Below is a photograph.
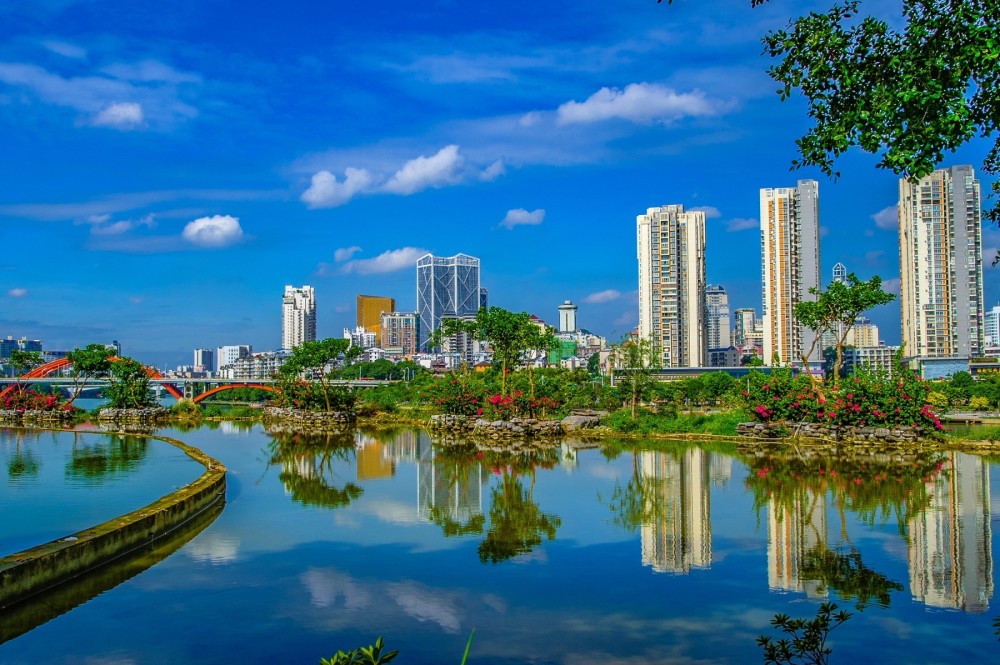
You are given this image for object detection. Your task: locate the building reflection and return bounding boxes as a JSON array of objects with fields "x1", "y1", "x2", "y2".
[
  {"x1": 907, "y1": 453, "x2": 993, "y2": 612},
  {"x1": 639, "y1": 448, "x2": 724, "y2": 573},
  {"x1": 767, "y1": 487, "x2": 828, "y2": 598}
]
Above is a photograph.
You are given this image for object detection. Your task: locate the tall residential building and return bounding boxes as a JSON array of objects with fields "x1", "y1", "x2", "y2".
[
  {"x1": 417, "y1": 254, "x2": 486, "y2": 347},
  {"x1": 983, "y1": 305, "x2": 1000, "y2": 346},
  {"x1": 733, "y1": 307, "x2": 757, "y2": 349},
  {"x1": 358, "y1": 294, "x2": 396, "y2": 339},
  {"x1": 281, "y1": 286, "x2": 316, "y2": 351},
  {"x1": 899, "y1": 165, "x2": 985, "y2": 358},
  {"x1": 705, "y1": 284, "x2": 733, "y2": 349},
  {"x1": 636, "y1": 205, "x2": 708, "y2": 367},
  {"x1": 760, "y1": 180, "x2": 823, "y2": 366},
  {"x1": 379, "y1": 312, "x2": 420, "y2": 356},
  {"x1": 559, "y1": 300, "x2": 577, "y2": 333},
  {"x1": 194, "y1": 349, "x2": 215, "y2": 372},
  {"x1": 215, "y1": 344, "x2": 253, "y2": 372}
]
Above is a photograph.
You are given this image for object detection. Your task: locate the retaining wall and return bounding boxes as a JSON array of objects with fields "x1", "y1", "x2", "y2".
[{"x1": 0, "y1": 436, "x2": 226, "y2": 608}]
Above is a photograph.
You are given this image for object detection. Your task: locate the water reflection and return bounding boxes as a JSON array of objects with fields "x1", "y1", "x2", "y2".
[
  {"x1": 746, "y1": 452, "x2": 993, "y2": 612},
  {"x1": 66, "y1": 433, "x2": 149, "y2": 485},
  {"x1": 268, "y1": 429, "x2": 364, "y2": 509},
  {"x1": 907, "y1": 453, "x2": 993, "y2": 612}
]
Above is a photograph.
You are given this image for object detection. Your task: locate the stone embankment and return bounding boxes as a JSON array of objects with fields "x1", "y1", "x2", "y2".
[
  {"x1": 736, "y1": 423, "x2": 927, "y2": 443},
  {"x1": 263, "y1": 406, "x2": 357, "y2": 430},
  {"x1": 0, "y1": 409, "x2": 73, "y2": 426},
  {"x1": 428, "y1": 410, "x2": 607, "y2": 439}
]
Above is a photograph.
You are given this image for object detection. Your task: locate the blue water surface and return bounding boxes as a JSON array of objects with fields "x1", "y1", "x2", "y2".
[{"x1": 0, "y1": 424, "x2": 1000, "y2": 665}]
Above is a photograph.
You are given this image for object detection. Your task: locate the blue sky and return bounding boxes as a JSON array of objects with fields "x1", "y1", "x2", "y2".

§ **Given request**: State how many lines of the entries above contain the string "reflection", counting only matches in the same case. Give the number alone.

§ **Exercise response**: 2